(Problem to solve):
Please answer these questions from the abortion debate text:
(a) What three exceptions does the first writer make to opposing abortion?
(b) How many pages long was the healthcare bill that Congress crafted?
(c) Which war does the reply say was vastly more expensive than abortion?

As far as abortions are concerned, I'm against them, with only three exceptions. (rape, incest, and congenital defects.) If a woman wants an abortion, I'm not going to stop her. I just want it done in a sanitary environment, where the doctor can keep her alive, should he fuck up the procedure. (Something that PPA is notorious for not doing.)
I also don't think my taxes should be used to pay for someone else's problem. Since most abortions are for convenience's sake, I don't think I should have to pay for the woman's lack of foresight.
If the United States Congress had settled down 70 years ago and crafted a law, this could have been prevented.
After all, they did sit down and craft a 7000-page Affordable healthcare bill that was neither affordable nor about healthcare.
I grasp your point but it creates an inherently labyrinthine process to ensure everyone gets the healthcare they need throughout the nation.
Many of the healthcare procedures we receive today are not enshrined in the Constitution and it is its silence that ensures that no one interferes in their delivery nationwide. By introducing an interpretation of the Constitution so narrow that only what is enumerated in it can be ensured to be delivered, it now makes it so that a national law, with an expansive list of procedures, medications and treatments, is necessary to guarantee the delivery of healthcare regardless of the state a citizen is seeking it at the time.
Would such a law need to be updated annually and passed with a 2/3 House and filibuster-proof Senate as new procedures were introduced and perfected? Which medical body or bodies would be consulted to construct it? Is this a more efficient means to deliver healthcare than allowing doctors and patients to develop customized strategies for the patient without government interference?
As for abortions being the result of a woman's lack of foresight, or convenience, I disagree with this assertion. Pregnancies happen in spite of condom use, strict adherence to the pill and use of other birth control methods. Women also don't have the ability to forecast when they'll become pregnant from a rape. I also don't buy the image of a horde of "loose women", fornicating indiscriminately and then looking to fit an abortion in before their nail appointment. I've known women who have gotten abortions and the cavalier attitude you describe is not what I observed. They were serious, thoughtful, somber and did not see their decision for convenience sake. As for objection to your taxes being used for abortions, I objected to the Iraq War but my taxes still went towards that, and it was VASTLY more expensive than abortion.
No women were forced or harassed into getting abortions against their will. Before the so-called "pro-life" people got involved, women were allowed abortions in safe, sanitary environments nationwide and the access to obtain those was unimpeded. The SCOTUS decision reversed that and will likely usher in the very conditions you say you you don't want to see.

(Stored records)
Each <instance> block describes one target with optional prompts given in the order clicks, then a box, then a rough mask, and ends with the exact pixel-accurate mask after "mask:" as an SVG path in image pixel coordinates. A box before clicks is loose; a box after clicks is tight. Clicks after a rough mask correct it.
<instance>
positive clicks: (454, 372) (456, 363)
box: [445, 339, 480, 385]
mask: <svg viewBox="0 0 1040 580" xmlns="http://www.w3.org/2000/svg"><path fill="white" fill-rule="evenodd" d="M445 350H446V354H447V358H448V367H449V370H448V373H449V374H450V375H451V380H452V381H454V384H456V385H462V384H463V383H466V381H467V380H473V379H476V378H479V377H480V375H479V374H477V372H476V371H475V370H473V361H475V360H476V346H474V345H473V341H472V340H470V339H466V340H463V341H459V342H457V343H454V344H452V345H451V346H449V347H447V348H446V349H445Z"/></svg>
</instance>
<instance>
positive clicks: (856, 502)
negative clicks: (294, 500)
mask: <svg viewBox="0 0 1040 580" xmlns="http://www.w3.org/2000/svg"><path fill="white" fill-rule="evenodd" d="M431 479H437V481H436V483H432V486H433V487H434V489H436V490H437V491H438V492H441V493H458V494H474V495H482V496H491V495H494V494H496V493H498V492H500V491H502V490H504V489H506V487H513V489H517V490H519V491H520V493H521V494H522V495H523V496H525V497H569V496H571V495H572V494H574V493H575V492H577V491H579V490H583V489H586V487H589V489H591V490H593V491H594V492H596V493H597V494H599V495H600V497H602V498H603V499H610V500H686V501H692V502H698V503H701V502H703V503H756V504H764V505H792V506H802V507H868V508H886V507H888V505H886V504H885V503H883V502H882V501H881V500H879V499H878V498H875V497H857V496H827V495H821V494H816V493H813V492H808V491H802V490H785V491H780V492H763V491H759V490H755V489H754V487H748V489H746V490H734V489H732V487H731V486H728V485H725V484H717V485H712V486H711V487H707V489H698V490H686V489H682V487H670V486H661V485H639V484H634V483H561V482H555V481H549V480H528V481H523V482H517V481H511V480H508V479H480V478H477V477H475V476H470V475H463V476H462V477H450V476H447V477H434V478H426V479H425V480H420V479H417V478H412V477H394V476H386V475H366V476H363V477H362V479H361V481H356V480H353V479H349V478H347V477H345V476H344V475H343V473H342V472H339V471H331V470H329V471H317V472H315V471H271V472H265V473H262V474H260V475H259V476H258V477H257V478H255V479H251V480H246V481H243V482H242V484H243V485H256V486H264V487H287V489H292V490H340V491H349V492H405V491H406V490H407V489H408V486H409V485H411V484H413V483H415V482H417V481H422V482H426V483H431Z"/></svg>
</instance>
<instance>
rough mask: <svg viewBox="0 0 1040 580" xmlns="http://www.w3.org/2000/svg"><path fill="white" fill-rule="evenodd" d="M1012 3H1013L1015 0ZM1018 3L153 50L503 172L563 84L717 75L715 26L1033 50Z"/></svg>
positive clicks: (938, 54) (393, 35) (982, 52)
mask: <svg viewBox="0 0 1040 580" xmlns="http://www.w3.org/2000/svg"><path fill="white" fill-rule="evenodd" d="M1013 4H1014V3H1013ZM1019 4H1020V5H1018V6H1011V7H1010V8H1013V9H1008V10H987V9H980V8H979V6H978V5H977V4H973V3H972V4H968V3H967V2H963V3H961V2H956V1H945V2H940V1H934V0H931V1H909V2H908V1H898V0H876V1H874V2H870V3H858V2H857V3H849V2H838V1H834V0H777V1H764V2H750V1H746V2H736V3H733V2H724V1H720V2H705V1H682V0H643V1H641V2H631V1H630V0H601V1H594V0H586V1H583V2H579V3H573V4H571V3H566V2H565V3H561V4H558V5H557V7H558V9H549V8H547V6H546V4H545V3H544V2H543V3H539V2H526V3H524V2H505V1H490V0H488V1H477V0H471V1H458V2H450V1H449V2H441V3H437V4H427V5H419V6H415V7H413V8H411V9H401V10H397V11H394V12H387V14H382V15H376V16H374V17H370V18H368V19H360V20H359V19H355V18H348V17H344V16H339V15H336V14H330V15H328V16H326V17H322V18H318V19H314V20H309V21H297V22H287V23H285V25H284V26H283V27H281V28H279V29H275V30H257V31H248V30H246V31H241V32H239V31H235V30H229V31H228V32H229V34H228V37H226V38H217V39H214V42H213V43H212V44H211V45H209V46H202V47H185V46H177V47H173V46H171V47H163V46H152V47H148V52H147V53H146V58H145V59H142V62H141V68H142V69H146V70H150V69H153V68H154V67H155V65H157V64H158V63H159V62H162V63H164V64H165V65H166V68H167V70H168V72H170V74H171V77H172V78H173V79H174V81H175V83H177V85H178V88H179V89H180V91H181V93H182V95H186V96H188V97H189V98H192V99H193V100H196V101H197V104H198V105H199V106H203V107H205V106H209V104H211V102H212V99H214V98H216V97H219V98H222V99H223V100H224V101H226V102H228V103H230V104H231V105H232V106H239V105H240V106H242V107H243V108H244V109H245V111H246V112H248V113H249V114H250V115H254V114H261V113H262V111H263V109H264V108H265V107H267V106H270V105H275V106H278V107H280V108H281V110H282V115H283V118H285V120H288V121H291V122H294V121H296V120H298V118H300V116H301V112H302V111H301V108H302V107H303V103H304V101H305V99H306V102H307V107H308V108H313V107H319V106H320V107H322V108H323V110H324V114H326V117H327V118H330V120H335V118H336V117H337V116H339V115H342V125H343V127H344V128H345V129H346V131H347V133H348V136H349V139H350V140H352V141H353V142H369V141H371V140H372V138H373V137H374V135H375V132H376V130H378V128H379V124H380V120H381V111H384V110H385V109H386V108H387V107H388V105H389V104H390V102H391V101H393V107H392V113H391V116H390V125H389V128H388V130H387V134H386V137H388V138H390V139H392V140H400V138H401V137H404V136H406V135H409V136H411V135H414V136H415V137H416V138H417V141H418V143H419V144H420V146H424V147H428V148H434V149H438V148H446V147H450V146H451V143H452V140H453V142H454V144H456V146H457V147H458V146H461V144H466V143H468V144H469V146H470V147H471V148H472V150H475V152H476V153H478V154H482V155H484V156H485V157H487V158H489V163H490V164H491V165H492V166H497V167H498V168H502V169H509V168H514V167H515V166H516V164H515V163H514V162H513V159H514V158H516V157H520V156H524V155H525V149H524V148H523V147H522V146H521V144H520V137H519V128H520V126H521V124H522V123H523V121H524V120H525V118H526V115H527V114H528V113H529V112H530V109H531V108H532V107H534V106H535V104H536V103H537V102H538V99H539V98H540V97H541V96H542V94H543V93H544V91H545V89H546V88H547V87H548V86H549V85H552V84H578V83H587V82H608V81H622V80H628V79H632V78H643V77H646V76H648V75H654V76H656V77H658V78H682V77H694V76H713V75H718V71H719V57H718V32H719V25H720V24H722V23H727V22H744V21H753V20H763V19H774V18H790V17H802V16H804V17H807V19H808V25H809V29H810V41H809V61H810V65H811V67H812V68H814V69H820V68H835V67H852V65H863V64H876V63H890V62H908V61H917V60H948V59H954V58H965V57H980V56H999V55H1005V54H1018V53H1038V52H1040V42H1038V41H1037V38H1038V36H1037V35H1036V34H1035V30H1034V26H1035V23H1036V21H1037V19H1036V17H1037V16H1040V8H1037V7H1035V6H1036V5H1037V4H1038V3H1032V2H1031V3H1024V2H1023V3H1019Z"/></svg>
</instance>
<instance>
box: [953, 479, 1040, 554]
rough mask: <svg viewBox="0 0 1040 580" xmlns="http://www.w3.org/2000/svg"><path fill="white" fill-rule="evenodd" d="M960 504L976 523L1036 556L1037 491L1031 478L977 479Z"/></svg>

(Output of the task):
(a) Rape, incest, and congenital defects.
(b) 7000 pages.
(c) The Iraq War.